- [TASK PROMPT]: Please copy the items below word for word, keeping every line as it stands.

_ _ _ _

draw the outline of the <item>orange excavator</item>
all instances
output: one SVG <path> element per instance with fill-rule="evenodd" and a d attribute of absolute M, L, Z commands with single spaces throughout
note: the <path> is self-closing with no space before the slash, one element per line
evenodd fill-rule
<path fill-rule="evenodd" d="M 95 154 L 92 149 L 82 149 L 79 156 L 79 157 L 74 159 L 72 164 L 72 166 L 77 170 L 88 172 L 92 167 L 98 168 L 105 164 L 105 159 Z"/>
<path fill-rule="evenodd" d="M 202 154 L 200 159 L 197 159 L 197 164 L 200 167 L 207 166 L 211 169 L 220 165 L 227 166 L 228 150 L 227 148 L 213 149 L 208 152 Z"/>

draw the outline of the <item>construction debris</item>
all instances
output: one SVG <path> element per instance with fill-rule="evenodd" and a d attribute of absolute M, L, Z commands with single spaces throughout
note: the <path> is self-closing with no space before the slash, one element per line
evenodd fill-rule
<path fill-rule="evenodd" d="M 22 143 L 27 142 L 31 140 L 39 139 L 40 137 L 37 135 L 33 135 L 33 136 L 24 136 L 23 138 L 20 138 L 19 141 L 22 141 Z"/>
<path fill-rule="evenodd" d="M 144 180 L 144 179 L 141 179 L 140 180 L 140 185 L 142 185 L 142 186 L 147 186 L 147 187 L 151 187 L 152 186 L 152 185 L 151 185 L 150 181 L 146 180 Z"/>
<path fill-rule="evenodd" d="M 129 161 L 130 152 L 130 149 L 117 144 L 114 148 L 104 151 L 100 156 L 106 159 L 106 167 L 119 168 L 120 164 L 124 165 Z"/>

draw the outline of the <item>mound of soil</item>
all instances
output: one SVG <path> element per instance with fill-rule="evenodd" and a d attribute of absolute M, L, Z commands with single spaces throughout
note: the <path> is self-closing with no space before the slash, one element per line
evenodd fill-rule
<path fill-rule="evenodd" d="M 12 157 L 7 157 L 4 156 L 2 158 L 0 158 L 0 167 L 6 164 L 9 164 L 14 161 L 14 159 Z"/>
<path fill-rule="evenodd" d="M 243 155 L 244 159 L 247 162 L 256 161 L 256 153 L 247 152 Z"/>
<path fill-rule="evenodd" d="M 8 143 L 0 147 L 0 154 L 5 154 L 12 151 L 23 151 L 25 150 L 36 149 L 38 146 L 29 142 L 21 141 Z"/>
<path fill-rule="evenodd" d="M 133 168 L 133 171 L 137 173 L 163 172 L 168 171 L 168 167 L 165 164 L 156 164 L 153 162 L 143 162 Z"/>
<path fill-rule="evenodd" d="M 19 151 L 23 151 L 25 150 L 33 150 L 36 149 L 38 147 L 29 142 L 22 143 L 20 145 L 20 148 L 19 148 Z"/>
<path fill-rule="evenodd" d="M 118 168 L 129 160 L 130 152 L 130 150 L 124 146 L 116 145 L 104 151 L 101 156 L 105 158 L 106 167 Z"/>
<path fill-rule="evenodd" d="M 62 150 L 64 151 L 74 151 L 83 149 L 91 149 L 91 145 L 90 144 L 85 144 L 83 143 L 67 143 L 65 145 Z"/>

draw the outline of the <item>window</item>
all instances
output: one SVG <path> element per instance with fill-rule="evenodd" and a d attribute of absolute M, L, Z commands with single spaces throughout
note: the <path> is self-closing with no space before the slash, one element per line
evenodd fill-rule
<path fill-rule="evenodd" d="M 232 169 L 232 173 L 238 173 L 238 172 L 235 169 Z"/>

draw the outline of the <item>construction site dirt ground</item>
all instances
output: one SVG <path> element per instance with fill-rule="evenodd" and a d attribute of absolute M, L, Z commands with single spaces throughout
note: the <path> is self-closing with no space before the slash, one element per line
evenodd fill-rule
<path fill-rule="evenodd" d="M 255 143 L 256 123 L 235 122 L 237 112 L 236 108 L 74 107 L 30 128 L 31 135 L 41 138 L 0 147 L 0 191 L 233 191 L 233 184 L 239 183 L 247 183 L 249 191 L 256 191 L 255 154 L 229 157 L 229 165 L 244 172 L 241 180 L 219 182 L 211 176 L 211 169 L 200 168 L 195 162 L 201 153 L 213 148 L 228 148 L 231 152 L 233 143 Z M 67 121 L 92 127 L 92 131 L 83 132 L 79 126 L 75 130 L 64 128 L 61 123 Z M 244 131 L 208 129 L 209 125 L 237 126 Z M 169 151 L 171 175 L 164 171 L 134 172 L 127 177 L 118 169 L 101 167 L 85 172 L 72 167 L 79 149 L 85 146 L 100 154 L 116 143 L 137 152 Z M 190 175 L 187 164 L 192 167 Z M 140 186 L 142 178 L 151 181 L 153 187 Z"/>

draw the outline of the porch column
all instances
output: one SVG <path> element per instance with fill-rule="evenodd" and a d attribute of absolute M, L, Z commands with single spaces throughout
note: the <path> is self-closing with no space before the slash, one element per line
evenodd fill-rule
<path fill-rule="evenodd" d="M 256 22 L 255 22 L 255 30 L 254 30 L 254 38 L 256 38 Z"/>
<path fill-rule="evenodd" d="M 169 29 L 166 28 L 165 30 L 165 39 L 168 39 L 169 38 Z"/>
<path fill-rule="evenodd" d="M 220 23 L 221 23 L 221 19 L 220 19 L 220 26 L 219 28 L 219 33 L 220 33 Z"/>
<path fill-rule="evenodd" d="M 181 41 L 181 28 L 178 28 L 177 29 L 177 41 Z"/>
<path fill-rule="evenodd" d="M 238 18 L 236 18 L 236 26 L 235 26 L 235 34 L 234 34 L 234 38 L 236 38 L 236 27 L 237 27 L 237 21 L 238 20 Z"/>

_ _ _ _

- [RESULT]:
draw the outline of the <item>orange excavator</item>
all instances
output: one SVG <path> element per instance with fill-rule="evenodd" and a d attribute of absolute M, L, Z commands with single spaces throughout
note: the <path> is self-closing with no space before the slash, one element per line
evenodd fill-rule
<path fill-rule="evenodd" d="M 95 154 L 92 149 L 82 149 L 79 156 L 79 157 L 74 159 L 72 164 L 72 166 L 77 170 L 88 172 L 92 167 L 98 168 L 105 164 L 105 159 Z"/>
<path fill-rule="evenodd" d="M 202 154 L 200 159 L 197 159 L 197 164 L 200 167 L 207 166 L 211 169 L 220 165 L 227 166 L 228 150 L 227 148 L 213 149 L 208 152 Z"/>

draw the outline of the <item>construction debris</item>
all instances
output: one SVG <path> element per instance with fill-rule="evenodd" and a d attribute of absolute M, L, Z commands with single spaces throughout
note: the <path> is self-closing with no space before the slash, one element per line
evenodd fill-rule
<path fill-rule="evenodd" d="M 22 143 L 27 142 L 31 140 L 39 139 L 40 137 L 37 135 L 33 135 L 33 136 L 24 136 L 23 138 L 20 138 L 19 141 L 22 141 Z"/>
<path fill-rule="evenodd" d="M 144 180 L 144 179 L 141 179 L 140 180 L 140 185 L 142 185 L 142 186 L 147 186 L 147 187 L 151 187 L 152 186 L 152 185 L 151 185 L 150 181 L 146 180 Z"/>
<path fill-rule="evenodd" d="M 129 161 L 130 152 L 130 149 L 117 144 L 114 148 L 104 151 L 100 156 L 106 159 L 106 167 L 119 168 L 120 164 L 124 165 Z"/>

draw the outline of the <item>mound of soil</item>
all instances
output: one SVG <path> element per instance with fill-rule="evenodd" and a d attribute of absolute M, L, Z commands with single spaces throughout
note: the <path> is self-closing with no space before the slash, one element per line
evenodd fill-rule
<path fill-rule="evenodd" d="M 12 157 L 7 157 L 4 156 L 2 158 L 0 158 L 0 167 L 6 164 L 9 164 L 14 161 L 14 159 Z"/>
<path fill-rule="evenodd" d="M 243 155 L 244 159 L 247 162 L 256 161 L 256 153 L 247 152 Z"/>
<path fill-rule="evenodd" d="M 8 143 L 0 147 L 0 154 L 5 154 L 12 151 L 23 151 L 25 150 L 36 149 L 38 146 L 29 142 L 21 141 Z"/>
<path fill-rule="evenodd" d="M 133 168 L 133 171 L 137 173 L 163 172 L 168 171 L 168 167 L 165 164 L 156 164 L 153 162 L 143 162 Z"/>
<path fill-rule="evenodd" d="M 19 151 L 23 151 L 25 150 L 33 150 L 36 149 L 38 147 L 29 142 L 22 143 L 20 145 L 20 148 L 19 148 Z"/>
<path fill-rule="evenodd" d="M 118 168 L 129 160 L 130 152 L 130 150 L 124 146 L 116 145 L 104 151 L 101 156 L 105 158 L 106 167 Z"/>
<path fill-rule="evenodd" d="M 62 150 L 64 151 L 74 151 L 83 149 L 91 149 L 91 145 L 90 144 L 85 144 L 83 143 L 67 143 L 65 145 Z"/>

draw the outline of the <item>window</item>
all instances
output: one SVG <path> element per instance with fill-rule="evenodd" and a d attribute of absolute M, L, Z commands with single spaces throughout
note: the <path> is self-closing with no space before the slash, one element per line
evenodd fill-rule
<path fill-rule="evenodd" d="M 232 169 L 232 173 L 238 173 L 238 172 L 235 169 Z"/>

draw the outline of the <item>construction site dirt ground</item>
all instances
output: one SVG <path> element per instance with fill-rule="evenodd" and a d attribute of absolute M, L, Z commands with single spaces throughout
note: the <path> is self-closing with no space before the slash, one element per line
evenodd fill-rule
<path fill-rule="evenodd" d="M 255 143 L 256 123 L 235 122 L 237 112 L 236 108 L 74 107 L 30 128 L 31 135 L 41 138 L 0 147 L 0 191 L 233 191 L 233 184 L 239 183 L 247 183 L 249 191 L 256 191 L 255 154 L 229 157 L 229 165 L 244 172 L 241 180 L 219 182 L 211 176 L 211 169 L 200 168 L 195 162 L 201 153 L 213 148 L 228 148 L 231 152 L 233 143 Z M 67 121 L 92 127 L 92 131 L 83 132 L 79 126 L 75 130 L 64 128 L 61 123 Z M 244 131 L 208 129 L 209 125 L 237 126 Z M 169 151 L 171 175 L 164 171 L 134 172 L 127 177 L 118 169 L 101 167 L 85 172 L 72 167 L 79 149 L 85 146 L 100 154 L 116 143 L 137 152 Z M 190 175 L 187 164 L 192 167 Z M 140 186 L 142 178 L 151 181 L 153 187 Z"/>

draw the outline of the porch column
all instances
output: one SVG <path> element per instance with fill-rule="evenodd" and a d attribute of absolute M, L, Z commands with single spaces throughout
note: the <path> is self-closing with no space before the slash, one element per line
evenodd fill-rule
<path fill-rule="evenodd" d="M 256 22 L 255 22 L 255 30 L 254 30 L 254 38 L 256 38 Z"/>
<path fill-rule="evenodd" d="M 169 29 L 166 28 L 165 30 L 165 39 L 168 39 L 169 38 Z"/>
<path fill-rule="evenodd" d="M 220 23 L 221 23 L 221 19 L 220 19 L 220 26 L 219 28 L 219 33 L 220 33 Z"/>
<path fill-rule="evenodd" d="M 181 41 L 181 28 L 178 28 L 177 29 L 177 41 Z"/>
<path fill-rule="evenodd" d="M 238 18 L 236 18 L 236 26 L 235 26 L 235 34 L 234 34 L 234 38 L 236 38 L 236 27 L 237 27 L 237 21 L 238 20 Z"/>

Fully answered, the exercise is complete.